◆ Document extract ◆
——————————
The actual preparation process involves three main high-level steps:
– Prepare solutions of each component – basically dissolve everything separately, then stick it in the freezer until it’s needed.
– Circularize two of the peptides. Concretely, this means adding a few grains of activated charcoal to the tube and gently shaking it for three hours. Then, back in the freezer.
– When it’s time for a batch, take everything out of the freezer and mix it together.
Prepping a batch mostly just involves pipetting things into a beaker on a stir plate, sometimes drop-by-drop.
Why would you want to do this?
The part I found by far most interesting is the one where johnswentworth explains their motivation:
I imagine, a year or two from now, looking back and grading my COVID response. When I imagine an A+ response, it’s something like “make my own fast tests, and my own vaccine, test that they actually work, and do all that in spring 2020”. We’ve all been complaining about how “we” (i.e. society) should do these things, yet to a large extent they’re things which we can do for ourselves unilaterally. Doing it for ourselves doesn’t capture all the benefits – lots of fun stuff is still closed/cancelled – but it’s enough to go out, socialize, and generally enjoy life without worrying about COVID.
I’ve written a blog post about Benjamin Jesty, the dairy farmer who successfully immunized his wife and kids against smallpox the same year that King Louis XV of France died of the disease. I explicitly use this as an example of what Rationalism should strive to consistently achieve. Yet when a near-perfect real world equivalent came along, on super-easy mode with most of the work already done by somebody else, it still took me until December to notice. The radvac vaccine showed up in my newsfeed back in July, and I apparently failed to double-click. That level of performance is embarrassing, and I doubt that I will grade my COVID response any higher than a D.
——————————
◆ Excerpted data ◆
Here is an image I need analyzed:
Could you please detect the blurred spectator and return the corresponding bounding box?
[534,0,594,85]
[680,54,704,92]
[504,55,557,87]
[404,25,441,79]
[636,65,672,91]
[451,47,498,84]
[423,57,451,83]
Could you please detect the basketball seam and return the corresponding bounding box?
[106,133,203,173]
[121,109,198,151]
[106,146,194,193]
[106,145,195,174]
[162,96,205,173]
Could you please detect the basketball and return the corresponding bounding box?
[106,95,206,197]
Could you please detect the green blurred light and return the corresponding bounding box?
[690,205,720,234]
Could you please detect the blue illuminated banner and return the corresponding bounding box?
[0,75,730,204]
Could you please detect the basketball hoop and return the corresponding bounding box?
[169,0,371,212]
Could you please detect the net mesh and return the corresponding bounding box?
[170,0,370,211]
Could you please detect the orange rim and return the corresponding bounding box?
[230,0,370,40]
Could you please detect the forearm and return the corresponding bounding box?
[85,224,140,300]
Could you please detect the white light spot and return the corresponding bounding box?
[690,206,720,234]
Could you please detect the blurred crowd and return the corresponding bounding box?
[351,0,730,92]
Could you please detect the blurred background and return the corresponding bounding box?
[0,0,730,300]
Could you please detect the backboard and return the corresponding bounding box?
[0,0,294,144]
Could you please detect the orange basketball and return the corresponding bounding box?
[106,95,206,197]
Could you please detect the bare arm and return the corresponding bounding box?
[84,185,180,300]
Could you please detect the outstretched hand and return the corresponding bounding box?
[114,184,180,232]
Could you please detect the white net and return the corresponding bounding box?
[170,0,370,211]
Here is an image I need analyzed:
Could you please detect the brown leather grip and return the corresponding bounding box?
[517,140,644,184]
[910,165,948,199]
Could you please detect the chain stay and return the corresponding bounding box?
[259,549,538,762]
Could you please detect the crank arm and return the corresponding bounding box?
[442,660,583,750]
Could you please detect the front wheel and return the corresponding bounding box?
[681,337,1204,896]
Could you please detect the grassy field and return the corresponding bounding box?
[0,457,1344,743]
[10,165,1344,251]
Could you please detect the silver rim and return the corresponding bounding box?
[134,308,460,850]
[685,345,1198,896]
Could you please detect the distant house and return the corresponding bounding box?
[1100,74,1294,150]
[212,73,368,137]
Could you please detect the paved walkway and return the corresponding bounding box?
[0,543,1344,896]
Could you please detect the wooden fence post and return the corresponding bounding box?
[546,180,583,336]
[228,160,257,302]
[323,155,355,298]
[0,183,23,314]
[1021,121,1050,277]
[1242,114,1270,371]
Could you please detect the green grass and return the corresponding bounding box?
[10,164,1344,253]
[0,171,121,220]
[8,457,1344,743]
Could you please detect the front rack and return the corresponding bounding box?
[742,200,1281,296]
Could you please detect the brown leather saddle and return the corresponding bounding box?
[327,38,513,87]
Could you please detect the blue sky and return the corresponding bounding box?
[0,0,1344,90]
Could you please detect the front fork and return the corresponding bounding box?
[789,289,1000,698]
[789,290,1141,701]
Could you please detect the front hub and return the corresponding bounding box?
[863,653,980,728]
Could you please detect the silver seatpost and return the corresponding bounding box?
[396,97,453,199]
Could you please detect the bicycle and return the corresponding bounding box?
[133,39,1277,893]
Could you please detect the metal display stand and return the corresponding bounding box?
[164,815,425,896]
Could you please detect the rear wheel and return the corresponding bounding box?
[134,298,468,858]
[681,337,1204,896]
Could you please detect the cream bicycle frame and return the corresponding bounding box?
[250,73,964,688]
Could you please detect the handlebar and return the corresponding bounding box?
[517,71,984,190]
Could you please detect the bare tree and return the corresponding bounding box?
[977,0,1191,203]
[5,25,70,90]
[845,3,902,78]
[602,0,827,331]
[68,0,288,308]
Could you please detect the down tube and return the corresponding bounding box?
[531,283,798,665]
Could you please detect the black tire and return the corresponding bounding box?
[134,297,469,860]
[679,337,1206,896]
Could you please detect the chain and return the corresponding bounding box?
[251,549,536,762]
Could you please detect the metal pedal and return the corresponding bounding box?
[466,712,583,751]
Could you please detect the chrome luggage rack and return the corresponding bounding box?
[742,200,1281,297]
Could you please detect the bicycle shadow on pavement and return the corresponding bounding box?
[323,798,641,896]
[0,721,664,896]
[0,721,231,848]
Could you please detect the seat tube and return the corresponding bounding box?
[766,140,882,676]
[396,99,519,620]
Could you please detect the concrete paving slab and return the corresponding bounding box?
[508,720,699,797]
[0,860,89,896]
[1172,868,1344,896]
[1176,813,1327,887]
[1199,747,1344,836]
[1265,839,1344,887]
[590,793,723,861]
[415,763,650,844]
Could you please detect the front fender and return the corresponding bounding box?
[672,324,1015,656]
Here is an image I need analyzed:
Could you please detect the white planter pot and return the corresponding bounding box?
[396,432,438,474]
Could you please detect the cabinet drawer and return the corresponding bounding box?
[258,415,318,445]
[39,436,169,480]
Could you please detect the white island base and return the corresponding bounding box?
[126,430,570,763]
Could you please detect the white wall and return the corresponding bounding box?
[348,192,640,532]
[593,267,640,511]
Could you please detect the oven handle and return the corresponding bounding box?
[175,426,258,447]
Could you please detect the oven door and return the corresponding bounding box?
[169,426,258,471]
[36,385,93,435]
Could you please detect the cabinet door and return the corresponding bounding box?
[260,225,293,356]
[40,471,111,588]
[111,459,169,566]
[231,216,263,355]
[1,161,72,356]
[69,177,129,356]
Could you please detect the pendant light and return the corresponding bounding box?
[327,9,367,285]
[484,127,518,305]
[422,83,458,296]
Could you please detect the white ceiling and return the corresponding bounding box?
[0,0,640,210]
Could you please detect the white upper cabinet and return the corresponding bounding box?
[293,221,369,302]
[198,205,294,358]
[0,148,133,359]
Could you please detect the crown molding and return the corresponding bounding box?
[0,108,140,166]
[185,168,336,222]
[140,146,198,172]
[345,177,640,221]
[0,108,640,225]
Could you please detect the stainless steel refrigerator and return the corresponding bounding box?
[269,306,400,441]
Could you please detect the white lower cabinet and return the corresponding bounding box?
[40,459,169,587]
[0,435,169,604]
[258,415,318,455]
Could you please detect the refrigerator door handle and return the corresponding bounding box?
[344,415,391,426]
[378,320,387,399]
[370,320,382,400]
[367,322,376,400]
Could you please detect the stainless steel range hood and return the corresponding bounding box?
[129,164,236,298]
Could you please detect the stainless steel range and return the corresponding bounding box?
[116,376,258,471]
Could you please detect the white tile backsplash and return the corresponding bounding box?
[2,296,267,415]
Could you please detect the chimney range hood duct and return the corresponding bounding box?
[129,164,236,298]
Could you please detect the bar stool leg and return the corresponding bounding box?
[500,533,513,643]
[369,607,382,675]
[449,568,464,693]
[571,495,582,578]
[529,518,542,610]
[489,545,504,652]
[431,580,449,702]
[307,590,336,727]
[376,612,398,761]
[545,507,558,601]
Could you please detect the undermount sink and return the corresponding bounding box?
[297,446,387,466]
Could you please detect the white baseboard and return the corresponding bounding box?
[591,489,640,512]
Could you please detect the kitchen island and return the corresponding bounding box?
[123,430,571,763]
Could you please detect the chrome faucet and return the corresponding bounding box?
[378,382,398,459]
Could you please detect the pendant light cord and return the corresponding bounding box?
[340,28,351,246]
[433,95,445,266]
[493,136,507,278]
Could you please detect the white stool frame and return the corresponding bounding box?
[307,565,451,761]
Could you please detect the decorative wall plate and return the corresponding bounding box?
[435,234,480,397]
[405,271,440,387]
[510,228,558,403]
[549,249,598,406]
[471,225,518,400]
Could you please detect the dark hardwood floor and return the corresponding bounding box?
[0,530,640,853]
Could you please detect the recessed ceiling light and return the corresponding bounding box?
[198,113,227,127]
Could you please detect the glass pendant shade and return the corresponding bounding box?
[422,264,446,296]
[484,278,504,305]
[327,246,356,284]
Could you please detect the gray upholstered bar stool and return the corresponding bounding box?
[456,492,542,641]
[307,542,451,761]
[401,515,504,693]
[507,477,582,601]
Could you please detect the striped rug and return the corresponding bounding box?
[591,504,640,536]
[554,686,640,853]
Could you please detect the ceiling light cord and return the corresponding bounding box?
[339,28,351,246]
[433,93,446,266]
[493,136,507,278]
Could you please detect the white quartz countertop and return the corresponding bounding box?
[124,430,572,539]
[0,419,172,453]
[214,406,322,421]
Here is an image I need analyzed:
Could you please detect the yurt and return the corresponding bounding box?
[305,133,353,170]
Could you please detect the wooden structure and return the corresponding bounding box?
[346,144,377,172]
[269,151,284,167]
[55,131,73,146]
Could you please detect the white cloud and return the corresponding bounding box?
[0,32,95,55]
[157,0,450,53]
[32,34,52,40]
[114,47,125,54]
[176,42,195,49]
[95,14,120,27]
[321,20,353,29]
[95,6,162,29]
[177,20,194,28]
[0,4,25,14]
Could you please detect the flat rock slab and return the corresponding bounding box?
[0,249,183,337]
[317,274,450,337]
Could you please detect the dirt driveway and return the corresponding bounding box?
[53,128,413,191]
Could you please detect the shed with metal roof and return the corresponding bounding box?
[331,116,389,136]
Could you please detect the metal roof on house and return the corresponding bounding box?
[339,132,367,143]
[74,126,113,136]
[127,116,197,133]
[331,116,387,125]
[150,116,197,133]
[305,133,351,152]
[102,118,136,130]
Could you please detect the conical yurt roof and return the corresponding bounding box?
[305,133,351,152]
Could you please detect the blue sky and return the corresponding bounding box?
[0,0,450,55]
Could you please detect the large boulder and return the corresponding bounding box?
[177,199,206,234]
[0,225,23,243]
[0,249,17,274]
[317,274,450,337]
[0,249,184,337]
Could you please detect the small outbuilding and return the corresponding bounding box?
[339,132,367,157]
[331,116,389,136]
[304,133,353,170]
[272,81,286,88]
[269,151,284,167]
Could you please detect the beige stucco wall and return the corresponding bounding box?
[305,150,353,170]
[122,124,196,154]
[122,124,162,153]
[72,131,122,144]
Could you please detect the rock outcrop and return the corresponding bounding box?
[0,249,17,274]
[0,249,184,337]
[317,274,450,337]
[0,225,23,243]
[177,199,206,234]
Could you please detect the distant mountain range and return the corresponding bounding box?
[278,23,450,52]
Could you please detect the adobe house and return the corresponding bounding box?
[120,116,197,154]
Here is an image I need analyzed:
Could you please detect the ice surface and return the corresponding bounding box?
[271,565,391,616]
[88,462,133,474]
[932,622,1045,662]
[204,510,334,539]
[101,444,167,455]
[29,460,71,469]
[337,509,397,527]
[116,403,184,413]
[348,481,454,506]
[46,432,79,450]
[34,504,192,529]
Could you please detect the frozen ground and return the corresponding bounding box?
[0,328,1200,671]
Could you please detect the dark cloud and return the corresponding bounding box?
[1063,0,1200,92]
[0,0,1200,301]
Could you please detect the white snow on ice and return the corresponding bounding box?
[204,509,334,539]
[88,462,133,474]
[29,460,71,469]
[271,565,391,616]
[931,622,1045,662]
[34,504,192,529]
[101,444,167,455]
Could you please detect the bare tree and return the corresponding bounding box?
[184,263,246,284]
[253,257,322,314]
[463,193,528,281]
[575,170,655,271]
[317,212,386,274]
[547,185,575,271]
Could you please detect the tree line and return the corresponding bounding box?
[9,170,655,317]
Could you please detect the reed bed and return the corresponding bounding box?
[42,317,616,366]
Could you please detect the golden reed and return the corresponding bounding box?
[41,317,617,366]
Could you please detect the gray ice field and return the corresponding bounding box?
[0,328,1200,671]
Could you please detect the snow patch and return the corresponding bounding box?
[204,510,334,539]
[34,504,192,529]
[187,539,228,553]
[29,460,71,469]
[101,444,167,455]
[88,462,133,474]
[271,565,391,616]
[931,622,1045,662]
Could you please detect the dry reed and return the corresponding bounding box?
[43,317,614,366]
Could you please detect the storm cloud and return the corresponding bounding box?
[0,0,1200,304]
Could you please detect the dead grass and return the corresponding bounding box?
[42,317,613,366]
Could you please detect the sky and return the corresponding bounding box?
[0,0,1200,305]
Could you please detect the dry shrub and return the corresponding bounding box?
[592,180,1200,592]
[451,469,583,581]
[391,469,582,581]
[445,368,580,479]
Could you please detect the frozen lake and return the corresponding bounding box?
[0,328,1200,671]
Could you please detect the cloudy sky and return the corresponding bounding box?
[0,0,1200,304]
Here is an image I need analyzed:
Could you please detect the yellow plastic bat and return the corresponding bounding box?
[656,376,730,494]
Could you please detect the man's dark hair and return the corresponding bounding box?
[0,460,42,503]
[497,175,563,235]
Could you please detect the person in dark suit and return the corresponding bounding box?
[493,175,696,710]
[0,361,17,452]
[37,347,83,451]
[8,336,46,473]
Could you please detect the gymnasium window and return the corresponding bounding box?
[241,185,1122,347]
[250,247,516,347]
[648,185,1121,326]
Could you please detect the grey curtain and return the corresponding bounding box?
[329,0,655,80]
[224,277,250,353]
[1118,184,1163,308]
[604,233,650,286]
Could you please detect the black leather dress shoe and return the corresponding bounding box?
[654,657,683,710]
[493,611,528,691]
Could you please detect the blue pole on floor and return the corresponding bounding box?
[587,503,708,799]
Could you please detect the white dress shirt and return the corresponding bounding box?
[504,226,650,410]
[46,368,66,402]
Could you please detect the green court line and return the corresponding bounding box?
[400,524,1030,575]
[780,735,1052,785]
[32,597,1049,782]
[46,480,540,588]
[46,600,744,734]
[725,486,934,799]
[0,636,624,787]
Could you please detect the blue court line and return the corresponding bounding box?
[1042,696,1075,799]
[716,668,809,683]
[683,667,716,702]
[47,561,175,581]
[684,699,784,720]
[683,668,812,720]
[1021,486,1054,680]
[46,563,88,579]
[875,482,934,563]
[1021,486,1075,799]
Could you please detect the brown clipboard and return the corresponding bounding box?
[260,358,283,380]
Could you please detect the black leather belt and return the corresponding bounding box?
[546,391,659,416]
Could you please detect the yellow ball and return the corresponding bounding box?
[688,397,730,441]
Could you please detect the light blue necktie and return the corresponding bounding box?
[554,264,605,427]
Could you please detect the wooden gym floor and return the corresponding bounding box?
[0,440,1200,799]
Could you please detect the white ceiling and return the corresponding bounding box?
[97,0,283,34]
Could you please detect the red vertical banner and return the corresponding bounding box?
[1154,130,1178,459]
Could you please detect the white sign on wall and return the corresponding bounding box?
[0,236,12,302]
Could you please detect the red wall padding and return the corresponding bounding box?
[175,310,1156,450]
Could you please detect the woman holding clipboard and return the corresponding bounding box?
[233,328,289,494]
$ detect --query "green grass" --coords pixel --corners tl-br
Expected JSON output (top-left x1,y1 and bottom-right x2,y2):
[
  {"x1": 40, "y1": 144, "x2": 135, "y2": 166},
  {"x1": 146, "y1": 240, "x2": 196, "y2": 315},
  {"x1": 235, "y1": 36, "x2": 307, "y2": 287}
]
——————————
◆ Task ◆
Say whether each statement agrees with the text on preparing the radvac vaccine, answering yes or no and quoting the words of the text that decide it. 1. Circularizing two of the peptides involves shaking the tube for three hours. 2. According to johnswentworth, the radvac vaccine first showed up in their newsfeed in December. 3. johnswentworth expects to grade their COVID response no higher than a D.

◆ Exercise solution ◆
1. Yes: "gently shaking it for three hours."
2. No: "The radvac vaccine showed up in my newsfeed back in July."
3. Yes: "I doubt that I will grade my COVID response any higher than a D."